Text segment.
***

Weak UK data on Friday saw GBP/USD stretchered off the field with a season-ending injury. GBP/USD fell 1.45% to 1.2840, easing another 0.31% lower to 1.2800 in Asia today. The relative strength indicator (RSI) is approaching oversold, allowing for some short-covering, but only a rally back through 1.3000 changes the bearish outlook. A shift in BOE rhetoric to dovish last week increases sterling’s downside risks. The 1.2670 region is the next support zone and failure signals deeper losses targeting 1.2200 and potentially sub-1.2000 in the weeks ahead.
USD/JPY held steady at 128.60 on Friday, easing slightly lower to 126.45 in Asia. Reluctance to aggressively short the yen ahead of the BOJ meeting, the BOJ’s operations to cap yields in the JGB market, and some safe-haven inflows from Japanese investors are supporting the yen at the moment. However, USD/JPY risks remain heavily skewed higher, thanks to a hawkish Fed. Support remains at 127.00 and 126.00, with resistance at 129.50 and 130.00.
The highly risk sentiment-sensitive Australian and New Zealand dollars both tumbled on Friday. AUD/USD lost 1.70% to 0.7245 on Friday and took out its 3-month support line at 0.7340. China concerns are weighing heavily today, with liquidity impacted by a national holiday. AUD/USD has fallen by another 1.0% to 0.7170 and could target 0.7100 this week as Friday’s technical break was a decisive one. NZD/USD slumped by 1.45% to 0.6635 on Friday, a national holiday seeing the kiwi fall 0.60% to 0.6595 today. NZD/USD remains in a technical bear market since its fall through 0.6840. Having already reached 0.6600 in 24 hours, some short-term rallies are possible, but it remains on track to test 0.6525 this week.

***

Supplied data.
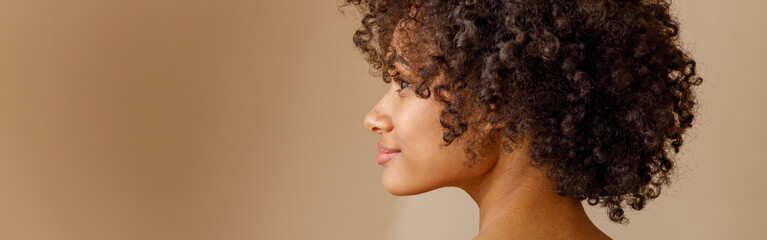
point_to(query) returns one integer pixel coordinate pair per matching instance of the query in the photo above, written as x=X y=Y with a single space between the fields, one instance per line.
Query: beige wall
x=242 y=119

***

Continue the currency market commentary from where it stops. The lines above come from a different source than the text.

The onshore and offshore Chinese yuan sailed through 6.5000 on Friday like a hot knife through butter. Weekend developments around Covid-zero have seen another wave of risk-aversion sweep China markets, pushing USD/CNY 0.70% higher to 6.5450, and USD/CNH 0.82% higher to 6.5800. The fall has been precipitous since both USD/CNY and USD/CNH broke through 1-year resistance lines last week and with the PBOC showing no discomfort around the pace or extent of the yuan decline, pressure will remain on the currencies this week as China growth concerns accelerate. Until the PBOC signals the selloff has gone far enough, both CNY and CNH should continue leading Asia FX lower.
USD/Asia rose powerfully on Friday as risk aversion swept New York markets, exacerbated by China slowdown fears. The losses were led by the Singapore dollar and Malaysian ringgit, with the resource-centric Indonesian rupiah remaining stable and the Korean won and Taiwan dollar and Thai baht having modest losses. USD/KRW, USD/TWD and particularly USD/PHP are all running into resistance at present levels, but I am suspicious that their central banks are around capping gains, especially the BSP. USD/IDR has started to crack today, rising 0.65% to 14450.00 after Friday’s edible oil export ban.
USD/MYR has also risen another 0.65% to 4.3490, and USD/SGD has risen by 0.20% to 1.3737. The ringgit’s precipitous fall recently has surprised me, MYR gaining zero benefit from higher commodity prices. Both it, and the SGD to a certain extent, appear to be being used as a proxy for China growth, Singapore being Malaysia’s largest trading partner. With no sign that Bank Negara is going to move to a hawkish monetary policy, MYR will remain under pressure until China shows signs of stabilising. USD/MYR is on track to retest its pandemic lows of 4.4000 and 4.4500.
The divergence in US/Asia monetary policy, and now China growth fears, are now making themselves felt. I expect USD/Asia strength to continue in the months ahead unless regional central banks start deploying their forex reserves heavily.